* **任务要求**: 请把下面这篇讲差分数列的题解中从“CF 276C - Little”开始、一直到“则d[i] = a[i]-a[i-1] (d数组初始化)”为止的部分重新写一遍，并在其中把“原数组”改名为“初始数组”。

* **原文摘录**:

+---+

CF 276C - Little Girl and Maximum Sum 差分数列,线段树,splay

题目here:
给出n个数,现在有m个区间询问l[i],r[i],问如何重新排列这n个数,使得
询问的和值最大

分析:
方法一:差分数列
一维的差分数列如下定义:
假设原数组为a[1]...a[n],a[0] = 0
差分数列数组为d[1]...d[n]
则d[i] = a[i]-a[i-1] (d数组初始化)
我们发现:a[i] = sigma(d[i])
所以我们对于区间[l,r]执行加同一个数的时候,我们可以执行
d[l] += val , d[r+1] -= val;
最终,我们可以用差分数列的累加和计算a[i]的值。

#include <set>
#include <map>
#include <cmath>
#include <queue>
#include <stack>
#include <string>
#include <vector>
#include <cstdio>
#include <cstring>
#include <iostream>
#include <algorithm>

using namespace std;

typedef long long ll;
typedef unsigned long long ull;

#define debug puts("here")
#define rep(i,n) for(int i=0;i<n;i++)
#define REP(i,a,b) for(int i=a;i<b;i++)
#define foreach(i,vec) for(unsigned i=0;i<vec.size();i++)
#define pb push_back
#define RD(n) scanf("%d",&n)

string str;

const int X = 2e5+5;

int a[X],val[X];
int sum[X];

int main(){

#ifndef ONLINE_JUDGE
	freopen("sum.in","r",stdin);
	//freopen("sum.out","w",stdout);
#endif

    int n,m;
    while(cin>>n>>m){
        rep(i,n)
            scanf("%d",&val[i+1]);
        int x,y;
        memset(a,0,sizeof(a));
        while(m--){
            scanf("%d%d",&x,&y);
            a[x] ++;
            a[y+1] --;
        }
        for(int i=1;i<=n;i++)
            sum[i] = sum[i-1]+a[i];
        sort(sum+1,sum+n+1);
        sort(val+1,val+n+1);
        ll ans = 0;
        REP(i,1,n+1)
            ans += (ll)val[i]*sum[i];
        cout<<ans<<endl;
    }

	return 0;
}

  

方法二: 线段树做法:区间更新,询问总区间就可以把所有的数存在数组中了

#include <set>
#include <map>
#include <cmath>
#include <queue>
#include <stack>
#include <string>
#include <vector>
#include <cstdio>
#include <cstring>
#include <iostream>
#include <algorithm>

using namespace std;

typedef long long ll;
typedef unsigned long long ull;

#define debug puts("here")
#define rep(i,n) for(int i=0;i<n;i++)
#define REP(i,a,b) for(int i=a;i<b;i++)
#define foreach(i,vec) for(unsigned i=0;i<vec.size();i++)
#define pb push_back
#define RD(n) scanf("%d",&n)

string str;

const int X = 2e5+5;

ll a[X];
int val[X];

struct node{
    int l,r;
    ll add;
    int mid(){
        return (l+r)>>1;
    }
}tree[X<<2];

void build(int l,int r,int rt){
    tree[rt].l = l;
    tree[rt].r = r;
    tree[rt].add = 0;
    if(l==r)

+---+

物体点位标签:

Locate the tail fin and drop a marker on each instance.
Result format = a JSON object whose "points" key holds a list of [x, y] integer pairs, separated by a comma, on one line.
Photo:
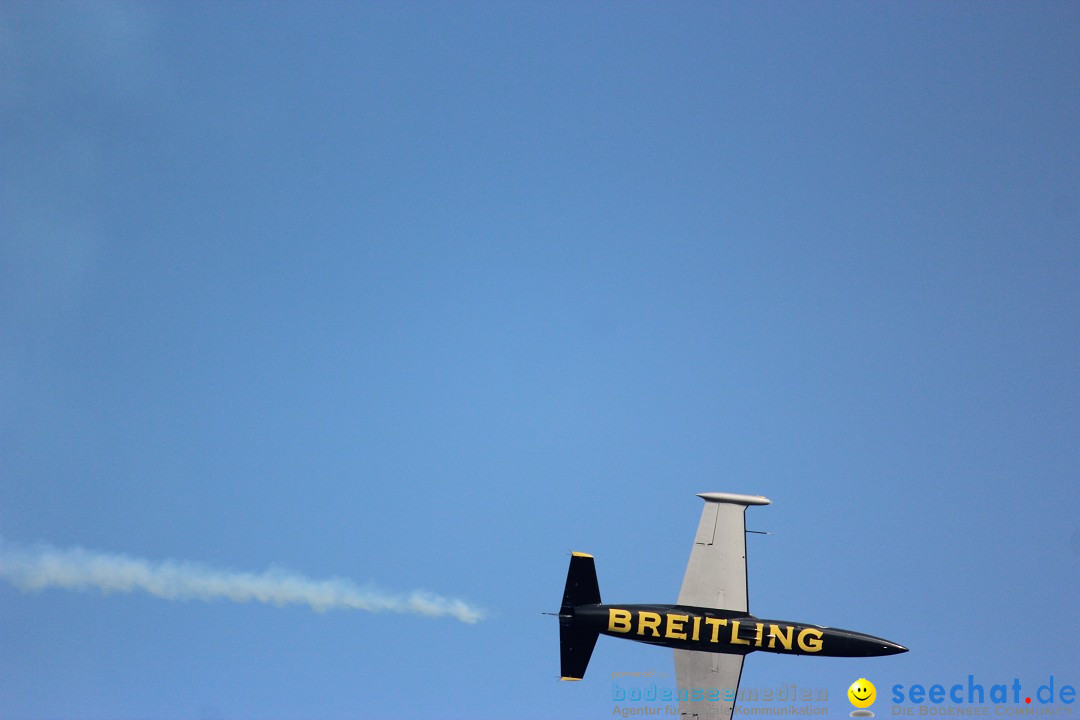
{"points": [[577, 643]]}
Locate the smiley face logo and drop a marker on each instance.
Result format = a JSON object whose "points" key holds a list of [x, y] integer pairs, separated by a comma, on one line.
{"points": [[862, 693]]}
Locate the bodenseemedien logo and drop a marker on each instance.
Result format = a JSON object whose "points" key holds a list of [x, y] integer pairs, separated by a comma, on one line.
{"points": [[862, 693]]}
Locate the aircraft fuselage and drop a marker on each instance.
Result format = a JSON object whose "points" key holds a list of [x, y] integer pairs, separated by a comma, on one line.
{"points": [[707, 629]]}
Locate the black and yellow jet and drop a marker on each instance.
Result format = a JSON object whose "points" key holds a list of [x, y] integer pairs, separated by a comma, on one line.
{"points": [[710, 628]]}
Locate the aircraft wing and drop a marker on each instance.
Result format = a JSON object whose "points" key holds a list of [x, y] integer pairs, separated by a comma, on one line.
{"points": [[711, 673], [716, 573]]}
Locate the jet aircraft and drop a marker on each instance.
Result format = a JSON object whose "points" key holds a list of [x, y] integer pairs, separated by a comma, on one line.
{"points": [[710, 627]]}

+---+

* **最终结果**:
CF 276C - Little Girl and Maximum Sum 差分数列,线段树,splay

题目here:
给出n个数,现在有m个区间询问l[i],r[i],问如何重新排列这n个数,使得
询问的和值最大

分析:
方法一:差分数列
一维的差分数列如下定义:
假设初始数组为a[1]...a[n],a[0] = 0
差分数列数组为d[1]...d[n]
则d[i] = a[i]-a[i-1] (d数组初始化)